Exactly. I've been on this board for 9 months and have only seen 1 good Effexor story and everyone else talking about how horrible it is. Effexor made me hear voices. I had never heard voices before in my life. It also caused me to have almost another person living in my head. Like I had my own thoughts and then this line of rapid constant chatter that seemed to be controlled by someone else completely. It drove me to suicide. I was put in the psych ward and given Lamictal and the lamictal immediate stopped it. I haven't had it again since. I've said it before and I will say it again, Effexor was spewed out of the bowels of hell itself.


----------



## EverDream (Dec 15, 2006)

Well, I should probably respond to this post cause I'm taking Effexor XR for 3 years. I tried all kind of meds before taking Effexor and it didn't help. I was then in such a horrible state- the worst depression, anxiety and DR that I ever felt, and I could barely leave my house. Then I started Effexor and my depression, anxiety and DR was better. It was still very hard but with this pill I could somehow fight it. I started functioing as a result of it. My depression got a lot worse at the start of this year so my doc increased my dose from 150mg to 225mg, and once again I got better. Now my depression is again quite bad. But it still quite different from the way I used to feel before Effexor. I have DR only sometimes but my DP got bad.

So yeah, It didn't cure me but it sure helped me the most (espeically at the start of it)than anything else I tried. I know this med is quite strong and I know what you mean about missing one dose (scary!) but what can I do. Please stop scaring me lol


----------



## aloof (Nov 18, 2008)

DATA EXTRACT -
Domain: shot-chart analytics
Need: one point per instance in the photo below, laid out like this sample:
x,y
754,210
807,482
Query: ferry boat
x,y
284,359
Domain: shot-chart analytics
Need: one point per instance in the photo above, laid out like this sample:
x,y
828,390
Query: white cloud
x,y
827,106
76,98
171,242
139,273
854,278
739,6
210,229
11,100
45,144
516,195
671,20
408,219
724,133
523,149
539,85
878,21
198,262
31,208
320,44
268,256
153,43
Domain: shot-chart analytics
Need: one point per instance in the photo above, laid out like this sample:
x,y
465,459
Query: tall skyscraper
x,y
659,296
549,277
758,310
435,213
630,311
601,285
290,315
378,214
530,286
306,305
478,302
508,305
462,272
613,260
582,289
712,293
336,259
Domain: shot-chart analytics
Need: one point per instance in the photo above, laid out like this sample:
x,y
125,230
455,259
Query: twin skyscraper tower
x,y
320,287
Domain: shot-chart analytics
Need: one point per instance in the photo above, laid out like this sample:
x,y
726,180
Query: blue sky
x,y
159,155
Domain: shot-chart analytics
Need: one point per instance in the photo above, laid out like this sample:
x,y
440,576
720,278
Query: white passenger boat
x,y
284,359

SET OF TASKS -
1. Answer the following questions about the forum thread on Effexor:
(a) How long had the first poster been on the board?
(b) Which medication was the first poster given in the psych ward?
(c) To what dose did EverDream's doctor raise the Effexor, and from what dose?
2. Decide whether each statement agrees with the forum thread on Effexor. Answer yes or no, and quote the words of the thread that decide it.
(a) EverDream had tried other medications before Effexor without success.
(b) The first poster had heard voices before taking Effexor.
(c) EverDream says Effexor cured the condition.
3. Continue the forum thread on Effexor by writing the post that belongs under its final header.

RESPONSES PER TASK -
1.
(a) 9 months.
(b) Lamictal.
(c) To 225mg, from 150mg.

2.
(a) Yes: "I tried all kind of meds before taking Effexor and it didn't help."
(b) No: "I had never heard voices before in my life."
(c) No: "It didn't cure me but it sure helped me the most"

3.
Claymore said:


> Totally agreed!. Effexor, Paxil, Prozac, and Rimeron all made me feel like a psycho!!!. Zoloft and Celexa did nothing, so I dnt think at all that anti-deppressants are good for us, just a waste of time, a lot of us aren't clinically deppressed.


For alot of is DPers there is one med that seems to help more than all others...thats klonopin(clonazepam). other anti-seizure meds may help some as well....trileptal, neurontin, lamictal. all antidepressants have been pure hell for me...whether SSRI or SNRI....they all made me worse. try the klonopin if it works stay with it and dont read about long term withdrawal issues...if it works it works. for me it was miraculous for a few months now its kinda eh but still helps. i have maintained a low dose of 0.5 mg a day and once in a while ill take 1 mg.I also take trileptal...lamictal i didnt like. neurontin i keep going back and forth on but i never take alot it makes me super tired and dopey if i do. BTW i have tried stopping the klomopin and it just gets me back where i was before taking it...so its not the fear of withdrawals that keep me taking it, its the ability to feel somewhat normal and functional. remember when it comes to these meds nothing is perfect not even close. my pdoc is no nonsense...once when i mentioned withdrawal if i stopped she said you realize people get withdrawal from placebo lol.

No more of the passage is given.